#### [Material for this task]

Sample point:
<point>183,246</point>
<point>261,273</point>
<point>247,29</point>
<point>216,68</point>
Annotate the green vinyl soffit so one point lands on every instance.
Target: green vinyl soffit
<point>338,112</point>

#### [What you are asked to do]
Please copy the items above line for line, leaving every character unchanged.

#### [Exercise output]
Sample point:
<point>183,246</point>
<point>261,273</point>
<point>247,29</point>
<point>216,68</point>
Annotate the green vinyl soffit so one point lands on every instance.
Target: green vinyl soffit
<point>338,112</point>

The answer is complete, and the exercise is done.